**The exercise:** From the data below, pull out every line that contains the word "jacket", and copy each line in full.

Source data
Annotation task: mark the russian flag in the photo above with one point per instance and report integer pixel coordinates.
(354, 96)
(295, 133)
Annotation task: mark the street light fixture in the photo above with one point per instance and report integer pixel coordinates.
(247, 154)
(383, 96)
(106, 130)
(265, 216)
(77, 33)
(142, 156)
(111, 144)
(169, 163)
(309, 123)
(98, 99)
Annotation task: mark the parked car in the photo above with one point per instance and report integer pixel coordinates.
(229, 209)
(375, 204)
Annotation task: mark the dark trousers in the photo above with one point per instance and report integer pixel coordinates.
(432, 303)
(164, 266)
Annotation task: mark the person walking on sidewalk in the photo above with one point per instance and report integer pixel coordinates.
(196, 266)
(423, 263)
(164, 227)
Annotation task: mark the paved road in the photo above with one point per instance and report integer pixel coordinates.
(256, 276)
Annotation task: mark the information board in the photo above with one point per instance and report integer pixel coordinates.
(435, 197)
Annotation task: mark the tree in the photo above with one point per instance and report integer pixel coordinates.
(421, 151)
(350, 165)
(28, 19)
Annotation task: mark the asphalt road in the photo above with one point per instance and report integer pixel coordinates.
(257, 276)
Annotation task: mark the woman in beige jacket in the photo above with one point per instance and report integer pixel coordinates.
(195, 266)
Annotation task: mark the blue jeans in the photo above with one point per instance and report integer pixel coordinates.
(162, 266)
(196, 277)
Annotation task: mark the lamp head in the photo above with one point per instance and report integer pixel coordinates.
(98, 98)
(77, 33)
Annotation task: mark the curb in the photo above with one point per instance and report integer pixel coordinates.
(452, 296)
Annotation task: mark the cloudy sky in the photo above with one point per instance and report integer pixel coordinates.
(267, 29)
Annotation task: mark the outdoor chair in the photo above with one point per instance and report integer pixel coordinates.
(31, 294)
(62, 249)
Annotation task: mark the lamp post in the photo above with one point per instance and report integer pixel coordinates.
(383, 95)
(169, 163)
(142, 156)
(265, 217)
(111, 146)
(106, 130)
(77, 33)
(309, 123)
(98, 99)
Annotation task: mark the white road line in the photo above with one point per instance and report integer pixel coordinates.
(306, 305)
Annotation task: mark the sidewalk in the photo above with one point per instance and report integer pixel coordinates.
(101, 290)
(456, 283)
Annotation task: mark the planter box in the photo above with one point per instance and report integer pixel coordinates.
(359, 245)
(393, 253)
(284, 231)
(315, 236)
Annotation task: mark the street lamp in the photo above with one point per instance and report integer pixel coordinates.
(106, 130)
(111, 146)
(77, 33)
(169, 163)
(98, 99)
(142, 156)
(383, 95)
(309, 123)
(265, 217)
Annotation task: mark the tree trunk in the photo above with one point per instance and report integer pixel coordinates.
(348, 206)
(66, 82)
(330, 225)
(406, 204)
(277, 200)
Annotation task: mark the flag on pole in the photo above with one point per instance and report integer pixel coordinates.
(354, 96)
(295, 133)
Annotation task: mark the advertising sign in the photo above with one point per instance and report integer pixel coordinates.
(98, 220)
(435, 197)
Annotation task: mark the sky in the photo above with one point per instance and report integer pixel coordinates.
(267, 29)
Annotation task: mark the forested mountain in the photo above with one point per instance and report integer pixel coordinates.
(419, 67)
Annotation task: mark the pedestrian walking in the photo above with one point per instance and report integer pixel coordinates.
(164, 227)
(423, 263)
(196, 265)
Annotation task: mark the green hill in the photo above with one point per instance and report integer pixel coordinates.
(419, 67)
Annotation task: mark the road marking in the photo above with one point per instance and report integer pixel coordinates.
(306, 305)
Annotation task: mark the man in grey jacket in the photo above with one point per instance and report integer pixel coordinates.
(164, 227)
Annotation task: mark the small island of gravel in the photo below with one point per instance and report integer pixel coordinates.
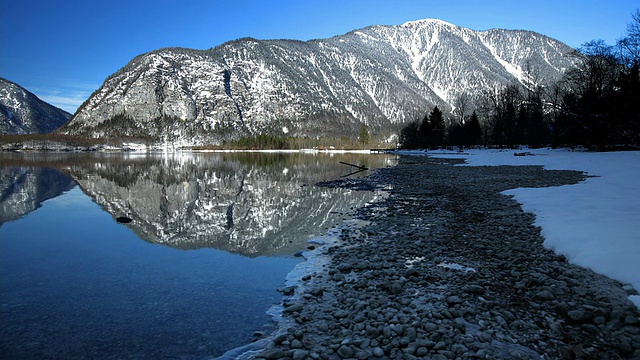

**Answer:**
Annotation task: mark the woman in beige jacket in the photo above with one point per instance and report integer pixel coordinates.
Annotation task: mark the man in grey jacket in the photo above with one point per instance and report integer pixel coordinates.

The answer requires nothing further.